Items listed in a dataset
↓↓↓
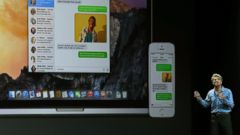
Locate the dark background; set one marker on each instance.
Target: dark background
(206, 36)
(216, 51)
(173, 22)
↑↑↑
▶ **Work instructions**
A precise copy of each record, with the images removed, should be output.

▶ **Output of the exercise**
Locate the dark background; set one marker on each instance.
Target: dark background
(206, 36)
(216, 51)
(173, 22)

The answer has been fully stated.